▶ **Aim**:
Extend the forum thread about how gcc casts a float to an int on x86 processors, starting right after its final sentence.
-------- Source extract --------
I'm interested in how the compiler does to cast a float
into an int
by instructions like :
float x_f = 3.1415
int x = (int)x_f;
Especially talking about speed. Is it super-fast like build-in processor instruction? Or does it need computing?
I also wander if it changes something if the float
always contains an exact integer (ex: x_f = 3.0000
).
EDIT: This question is for gcc compilers used on intel x86 processors.
EDIT2: Does it change something if x_f = 3.0
?
It depends a lot on the particular cpu. Since you're interested in x86, the original 387 fpu has an instruction to convert float to integer, but it can't be used directly because it uses the default rounding mode, whereas conversions in C are required to truncate, not round. Thus, the following function:
int f(float x)
{
return x;
}
compiles to (with gcc -O3 -fno-asynchronous-unwind-tables
, to avoid crud in the asm):
.text
.p2align 4,,15
.globl f
.type f, @function
f:
subl $8, %esp
fnstcw 6(%esp)
movw 6(%esp), %ax
movb $12, %ah
movw %ax, 4(%esp)
flds 12(%esp)
fldcw 4(%esp)
fistpl (%esp)
fldcw 6(%esp)
movl (%esp), %eax
addl $8, %esp
ret
What it's doing it saving, changing, and restoring the fpu control word to change the rounding mode.
On the other hand, if you're building for a target that has SSE available for floating point, you get:
.text
.globl f
.type f, @function
f:
cvttss2si 4(%esp), %eax
ret
So, it really depends.
-------- Collected data --------
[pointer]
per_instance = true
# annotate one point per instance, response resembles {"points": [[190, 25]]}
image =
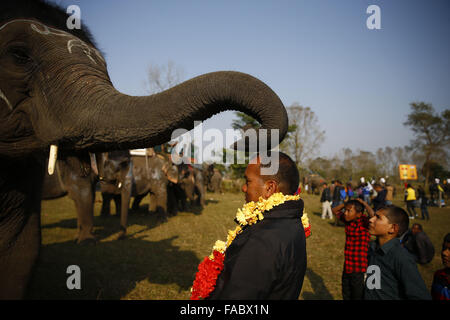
--------
▶ **Written answer**:
Finally, since you mentioned you're particularly interested in the case where the value is already a whole number, this does not make any difference. The cpu operations to convert almost surely don't care. However, in this case you can cheat: since you know the input is a whole number, rounding and truncation produce the same result, and you can use lrintf
rather than casting or implicitly converting to float. This should be a major improvement on x86 targets not using sse for math, especially if the compiler recognizes lrintf
and inlines it. Here is the same function, using lrintf(x)
instead of x
, with the -fno-math-errno
option added (otherwise gcc assumes libm might want to set errno
and thus doesn't replace the call):
f:
pushl %eax
flds 8(%esp)
fistpl (%esp)
movl (%esp), %eax
popl %edx
ret
Note that gcc did a bad job of compiling this function; it could have generated:
f:
flds 4(%esp)
fistpl 4(%esp)
movl 4(%esp), %eax
ret
This is valid because the argument space on the stack belongs to the callee and may be clobbered at will. And even if it weren't, movl (%esp),%eax ; popl %edx
when you don't care what ends up in edx
is an idiotic way of writing popl %eax
...